• What is expected:
Pictures excluded, retype the lines from the one containing "Objective — one marker on every instance of the white metal" through the last line of the data below, both included.

Dataset entries
┌────────
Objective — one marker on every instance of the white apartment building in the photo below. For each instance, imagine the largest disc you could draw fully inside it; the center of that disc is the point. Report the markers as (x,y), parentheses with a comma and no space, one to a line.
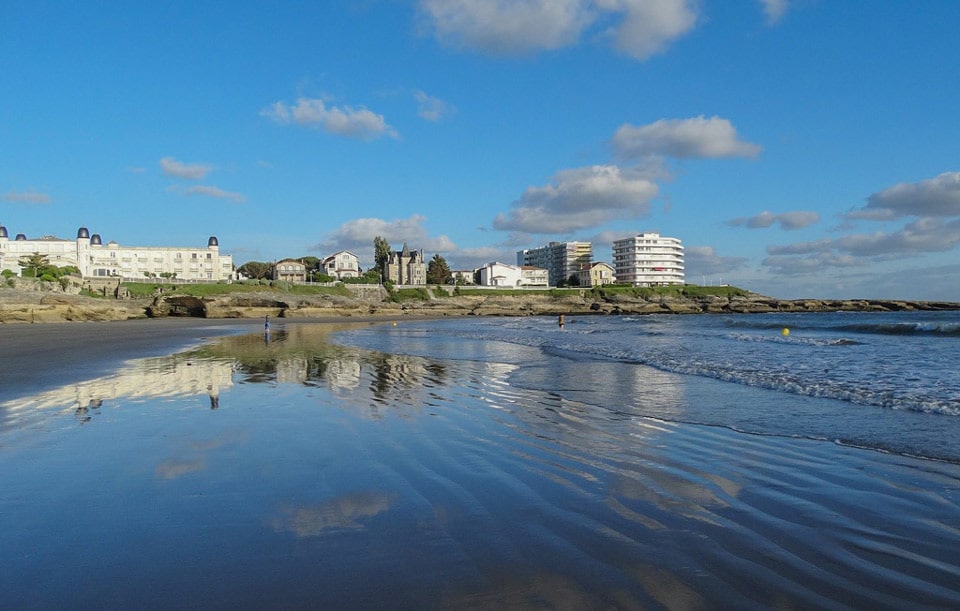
(343,264)
(512,276)
(648,259)
(93,258)
(560,259)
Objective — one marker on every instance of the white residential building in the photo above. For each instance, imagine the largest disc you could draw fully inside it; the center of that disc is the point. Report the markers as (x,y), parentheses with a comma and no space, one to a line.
(512,276)
(343,264)
(561,259)
(648,259)
(290,270)
(95,259)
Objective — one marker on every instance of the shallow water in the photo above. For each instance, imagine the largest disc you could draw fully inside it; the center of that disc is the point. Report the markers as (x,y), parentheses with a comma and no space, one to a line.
(300,473)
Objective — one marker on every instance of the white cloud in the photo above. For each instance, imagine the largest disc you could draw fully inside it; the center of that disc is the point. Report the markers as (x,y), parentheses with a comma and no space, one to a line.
(698,137)
(191,171)
(27,197)
(217,192)
(787,220)
(937,197)
(431,108)
(648,26)
(357,236)
(925,235)
(511,27)
(342,121)
(578,199)
(774,10)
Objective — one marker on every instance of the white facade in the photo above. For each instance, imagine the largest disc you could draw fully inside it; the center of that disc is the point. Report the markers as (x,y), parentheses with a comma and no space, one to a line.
(560,259)
(647,259)
(597,274)
(512,276)
(343,264)
(94,259)
(290,270)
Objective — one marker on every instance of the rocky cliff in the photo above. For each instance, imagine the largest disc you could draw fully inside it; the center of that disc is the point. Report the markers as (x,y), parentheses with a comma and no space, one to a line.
(19,306)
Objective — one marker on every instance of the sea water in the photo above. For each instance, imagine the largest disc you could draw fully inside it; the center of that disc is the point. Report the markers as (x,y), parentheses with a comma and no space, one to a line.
(619,462)
(890,381)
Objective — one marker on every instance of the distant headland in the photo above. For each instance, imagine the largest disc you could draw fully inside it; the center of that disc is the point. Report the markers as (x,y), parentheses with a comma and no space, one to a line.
(33,302)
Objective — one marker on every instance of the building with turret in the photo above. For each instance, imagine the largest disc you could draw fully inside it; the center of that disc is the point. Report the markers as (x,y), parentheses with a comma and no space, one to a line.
(406,266)
(95,259)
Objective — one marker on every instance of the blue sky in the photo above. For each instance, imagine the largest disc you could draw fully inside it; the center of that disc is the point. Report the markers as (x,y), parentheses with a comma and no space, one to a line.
(799,148)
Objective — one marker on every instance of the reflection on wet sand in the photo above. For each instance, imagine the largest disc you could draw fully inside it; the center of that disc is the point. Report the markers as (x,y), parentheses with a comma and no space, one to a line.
(296,354)
(344,512)
(168,377)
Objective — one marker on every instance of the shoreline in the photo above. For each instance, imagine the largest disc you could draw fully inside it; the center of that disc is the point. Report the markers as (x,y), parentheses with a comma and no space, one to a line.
(21,307)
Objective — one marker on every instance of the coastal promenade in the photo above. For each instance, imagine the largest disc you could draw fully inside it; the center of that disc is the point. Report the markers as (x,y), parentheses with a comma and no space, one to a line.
(19,306)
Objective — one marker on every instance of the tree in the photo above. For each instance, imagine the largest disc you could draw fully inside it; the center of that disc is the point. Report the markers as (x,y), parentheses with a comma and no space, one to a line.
(438,272)
(256,269)
(32,266)
(381,253)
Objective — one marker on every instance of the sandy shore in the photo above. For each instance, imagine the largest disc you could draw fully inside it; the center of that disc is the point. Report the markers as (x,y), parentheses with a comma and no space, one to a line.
(42,356)
(37,357)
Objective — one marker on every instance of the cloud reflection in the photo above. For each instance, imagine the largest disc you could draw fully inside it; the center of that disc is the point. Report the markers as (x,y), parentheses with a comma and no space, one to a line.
(342,513)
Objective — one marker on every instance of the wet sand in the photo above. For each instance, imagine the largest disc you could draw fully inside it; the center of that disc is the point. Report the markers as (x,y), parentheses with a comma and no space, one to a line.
(437,480)
(38,357)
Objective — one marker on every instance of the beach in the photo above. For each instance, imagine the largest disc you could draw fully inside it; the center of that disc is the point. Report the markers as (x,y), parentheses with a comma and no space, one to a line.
(614,463)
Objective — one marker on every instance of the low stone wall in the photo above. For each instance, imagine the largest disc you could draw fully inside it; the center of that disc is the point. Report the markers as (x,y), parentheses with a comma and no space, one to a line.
(18,306)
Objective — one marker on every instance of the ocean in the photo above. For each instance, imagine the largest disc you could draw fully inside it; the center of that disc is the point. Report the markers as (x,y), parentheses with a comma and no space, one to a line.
(683,462)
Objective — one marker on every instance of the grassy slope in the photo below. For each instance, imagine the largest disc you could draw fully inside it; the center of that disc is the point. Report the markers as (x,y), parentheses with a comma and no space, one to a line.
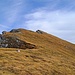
(53,56)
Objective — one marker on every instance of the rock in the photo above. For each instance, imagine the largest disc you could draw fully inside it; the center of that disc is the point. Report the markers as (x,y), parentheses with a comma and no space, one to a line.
(39,31)
(4,32)
(14,42)
(15,30)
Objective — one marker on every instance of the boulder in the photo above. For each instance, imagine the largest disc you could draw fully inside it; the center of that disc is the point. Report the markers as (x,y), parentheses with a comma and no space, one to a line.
(15,30)
(14,42)
(39,31)
(4,32)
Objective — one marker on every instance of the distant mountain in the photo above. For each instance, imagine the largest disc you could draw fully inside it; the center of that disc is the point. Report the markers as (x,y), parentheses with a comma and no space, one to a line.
(40,54)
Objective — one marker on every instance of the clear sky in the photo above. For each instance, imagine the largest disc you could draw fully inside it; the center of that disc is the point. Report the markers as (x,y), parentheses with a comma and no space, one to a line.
(56,17)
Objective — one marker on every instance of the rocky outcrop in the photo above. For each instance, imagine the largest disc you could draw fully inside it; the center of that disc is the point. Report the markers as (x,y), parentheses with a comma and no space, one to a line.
(15,30)
(14,42)
(39,31)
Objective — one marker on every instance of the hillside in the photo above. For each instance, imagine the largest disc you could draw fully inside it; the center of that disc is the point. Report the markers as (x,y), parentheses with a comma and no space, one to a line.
(40,54)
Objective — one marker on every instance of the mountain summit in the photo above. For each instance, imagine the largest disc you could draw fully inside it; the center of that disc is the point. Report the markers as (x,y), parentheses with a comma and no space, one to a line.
(40,54)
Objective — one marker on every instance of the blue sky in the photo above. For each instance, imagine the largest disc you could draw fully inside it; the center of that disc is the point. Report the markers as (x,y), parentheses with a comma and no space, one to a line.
(56,17)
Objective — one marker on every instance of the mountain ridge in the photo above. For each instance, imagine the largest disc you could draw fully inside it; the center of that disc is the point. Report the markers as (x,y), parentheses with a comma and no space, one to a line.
(52,55)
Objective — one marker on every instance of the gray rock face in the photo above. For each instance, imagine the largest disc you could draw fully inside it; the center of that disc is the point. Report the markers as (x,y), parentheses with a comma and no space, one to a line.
(14,42)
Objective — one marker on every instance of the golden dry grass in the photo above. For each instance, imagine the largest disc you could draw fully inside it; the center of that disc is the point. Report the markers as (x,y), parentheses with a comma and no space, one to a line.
(53,56)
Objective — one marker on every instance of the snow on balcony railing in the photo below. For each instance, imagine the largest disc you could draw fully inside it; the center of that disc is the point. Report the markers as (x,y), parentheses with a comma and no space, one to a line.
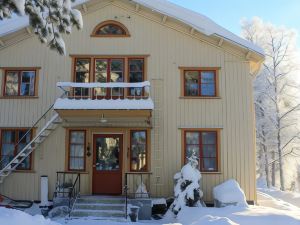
(113,90)
(105,96)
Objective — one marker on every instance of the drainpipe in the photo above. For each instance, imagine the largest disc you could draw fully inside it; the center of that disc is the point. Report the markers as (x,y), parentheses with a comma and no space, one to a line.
(44,192)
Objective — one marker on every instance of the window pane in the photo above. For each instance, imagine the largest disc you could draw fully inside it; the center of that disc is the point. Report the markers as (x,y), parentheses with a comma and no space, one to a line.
(111,29)
(12,83)
(77,150)
(77,137)
(190,149)
(116,65)
(136,65)
(107,153)
(136,74)
(191,83)
(76,163)
(209,164)
(209,151)
(192,137)
(116,75)
(101,66)
(208,83)
(209,137)
(138,150)
(208,90)
(82,73)
(28,82)
(208,77)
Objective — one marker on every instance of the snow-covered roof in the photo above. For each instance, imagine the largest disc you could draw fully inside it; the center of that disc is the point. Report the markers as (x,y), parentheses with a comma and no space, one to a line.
(104,85)
(104,104)
(194,19)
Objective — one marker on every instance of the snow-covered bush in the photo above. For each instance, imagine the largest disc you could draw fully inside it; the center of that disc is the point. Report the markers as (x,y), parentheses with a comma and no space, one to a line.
(229,193)
(187,188)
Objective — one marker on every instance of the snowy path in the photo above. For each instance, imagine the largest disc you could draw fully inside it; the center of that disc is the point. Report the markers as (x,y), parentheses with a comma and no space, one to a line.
(278,199)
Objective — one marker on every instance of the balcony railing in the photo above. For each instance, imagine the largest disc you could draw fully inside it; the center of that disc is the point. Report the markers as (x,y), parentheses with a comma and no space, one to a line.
(113,90)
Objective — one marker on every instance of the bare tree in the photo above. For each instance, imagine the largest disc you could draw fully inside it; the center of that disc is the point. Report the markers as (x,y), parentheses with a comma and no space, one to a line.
(276,94)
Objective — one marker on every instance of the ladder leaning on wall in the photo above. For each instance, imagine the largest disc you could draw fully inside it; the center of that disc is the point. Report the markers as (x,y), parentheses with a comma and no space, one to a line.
(48,123)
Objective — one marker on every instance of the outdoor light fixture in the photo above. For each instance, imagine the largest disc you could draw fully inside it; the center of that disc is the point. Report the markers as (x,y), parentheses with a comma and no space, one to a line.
(103,120)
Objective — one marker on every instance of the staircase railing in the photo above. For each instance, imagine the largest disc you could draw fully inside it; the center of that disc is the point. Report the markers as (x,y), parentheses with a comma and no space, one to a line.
(10,163)
(68,186)
(132,181)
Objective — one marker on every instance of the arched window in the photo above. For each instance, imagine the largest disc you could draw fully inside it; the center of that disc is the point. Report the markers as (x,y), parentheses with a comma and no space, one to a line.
(110,28)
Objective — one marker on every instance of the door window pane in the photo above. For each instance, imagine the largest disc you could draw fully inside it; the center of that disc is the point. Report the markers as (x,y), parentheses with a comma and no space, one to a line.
(12,83)
(111,29)
(191,83)
(77,150)
(136,74)
(192,137)
(27,83)
(107,153)
(82,75)
(138,151)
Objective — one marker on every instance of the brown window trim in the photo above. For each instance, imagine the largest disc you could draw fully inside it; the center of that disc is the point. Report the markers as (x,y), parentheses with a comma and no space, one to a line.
(218,136)
(112,22)
(216,71)
(108,71)
(30,169)
(92,59)
(147,151)
(19,70)
(69,148)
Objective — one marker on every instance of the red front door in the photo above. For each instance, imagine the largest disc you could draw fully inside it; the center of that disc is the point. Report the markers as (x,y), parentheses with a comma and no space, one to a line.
(107,164)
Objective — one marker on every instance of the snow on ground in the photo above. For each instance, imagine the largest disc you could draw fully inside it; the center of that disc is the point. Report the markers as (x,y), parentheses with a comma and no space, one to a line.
(16,217)
(231,215)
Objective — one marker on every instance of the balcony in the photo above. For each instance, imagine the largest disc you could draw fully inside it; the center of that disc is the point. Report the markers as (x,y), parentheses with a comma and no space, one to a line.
(105,100)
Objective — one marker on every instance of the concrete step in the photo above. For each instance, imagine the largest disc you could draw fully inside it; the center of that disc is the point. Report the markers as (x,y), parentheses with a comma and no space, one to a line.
(100,200)
(119,207)
(98,213)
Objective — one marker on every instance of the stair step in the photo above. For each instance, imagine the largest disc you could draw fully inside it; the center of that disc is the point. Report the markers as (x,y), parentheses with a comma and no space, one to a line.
(98,213)
(101,200)
(108,207)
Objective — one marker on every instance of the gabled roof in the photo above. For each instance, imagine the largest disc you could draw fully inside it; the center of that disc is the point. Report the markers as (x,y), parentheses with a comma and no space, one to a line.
(196,20)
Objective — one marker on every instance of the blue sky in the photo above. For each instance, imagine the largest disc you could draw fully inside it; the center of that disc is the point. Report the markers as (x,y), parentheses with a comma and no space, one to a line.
(228,13)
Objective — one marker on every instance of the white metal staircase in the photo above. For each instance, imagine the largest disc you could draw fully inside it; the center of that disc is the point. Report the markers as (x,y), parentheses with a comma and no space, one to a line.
(7,167)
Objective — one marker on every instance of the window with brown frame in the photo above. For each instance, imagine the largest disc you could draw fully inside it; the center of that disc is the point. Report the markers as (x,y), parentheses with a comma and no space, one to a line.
(205,145)
(136,74)
(138,150)
(110,28)
(200,83)
(20,83)
(82,75)
(77,143)
(106,70)
(9,148)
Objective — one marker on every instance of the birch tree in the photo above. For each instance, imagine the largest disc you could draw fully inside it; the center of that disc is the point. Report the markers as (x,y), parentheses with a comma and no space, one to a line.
(276,95)
(50,19)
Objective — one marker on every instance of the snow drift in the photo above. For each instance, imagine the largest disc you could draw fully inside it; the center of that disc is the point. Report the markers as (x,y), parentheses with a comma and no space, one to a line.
(16,217)
(229,193)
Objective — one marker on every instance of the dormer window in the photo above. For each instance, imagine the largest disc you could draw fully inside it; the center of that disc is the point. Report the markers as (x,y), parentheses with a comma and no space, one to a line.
(110,29)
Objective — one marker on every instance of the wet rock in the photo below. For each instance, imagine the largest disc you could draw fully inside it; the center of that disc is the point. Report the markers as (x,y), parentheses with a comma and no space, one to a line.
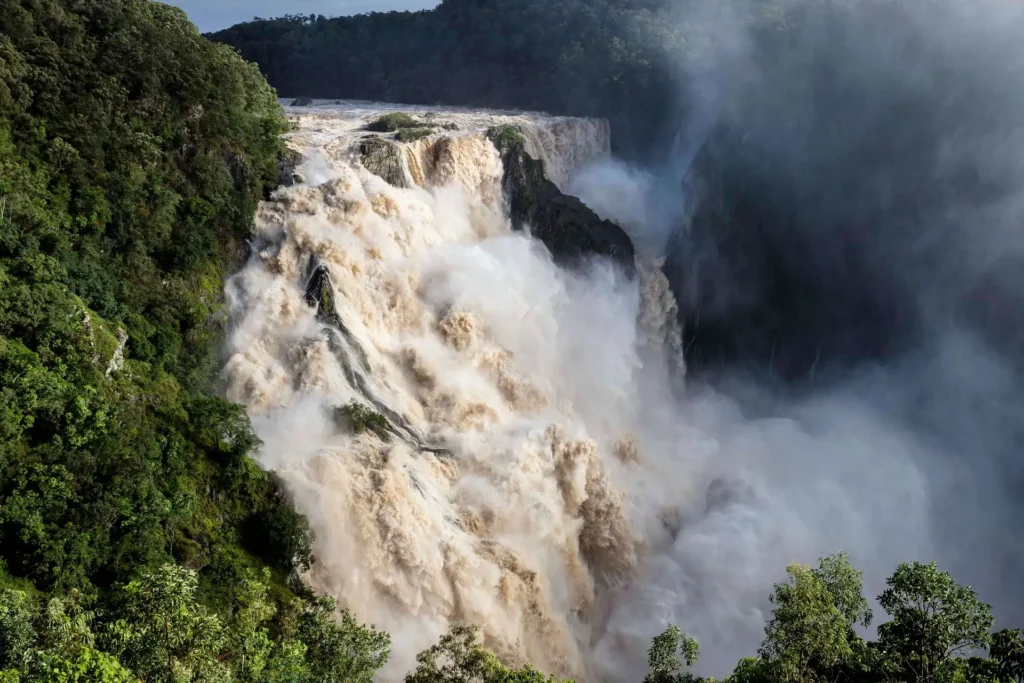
└────────
• Output for this task:
Objective — one marker on every instance of the white metal staircase in the photo above. For each instance, imagine the largest disc you could draw fully inside it; the center of that disc is the point. Report the markers as (x,y), parentheses with a comma and no space, one to a line.
(7,167)
Objective — one marker on every instance of the window with brown frame in the photo above. For each instance, imagine the largest disc you could draw fully inside it; the center of that disc is the point. Report the markers as (x,y), parentheses with a comma and no space, one to a line.
(205,145)
(136,74)
(138,150)
(110,28)
(200,83)
(20,83)
(82,75)
(77,143)
(106,70)
(9,148)
Objective — one marker on every instance of the birch tree in the photo above. For each instance, imagine the largest disc you could draw fully inside it; the center of that disc is the point. Report the markers as (x,y), parentheses with a comma and no space, one to a line.
(276,95)
(50,19)
Objective — one marker on every instance of the snow drift in the photo above. For each instance, imagine the largest disc you could draw fully inside it; the center of that disc is the point. Report the markers as (x,y), parentheses with a comma and no space, one to a line.
(16,217)
(229,193)
Objective — one marker on every instance of the dormer window in the photo above. For each instance, imagine the largest disc you could draw fully inside it; the center of that disc is the point. Report the markers as (x,y), parentheses with a comma and no space, one to a line.
(110,29)
Objective — one marker on every instance of the wet rock in the photo below. For each instance, imagine the largest disc you could draw fully inside it; the center of that disc is the point. Report the markers as (x,y), parentheses with a comma and no space, one to a line.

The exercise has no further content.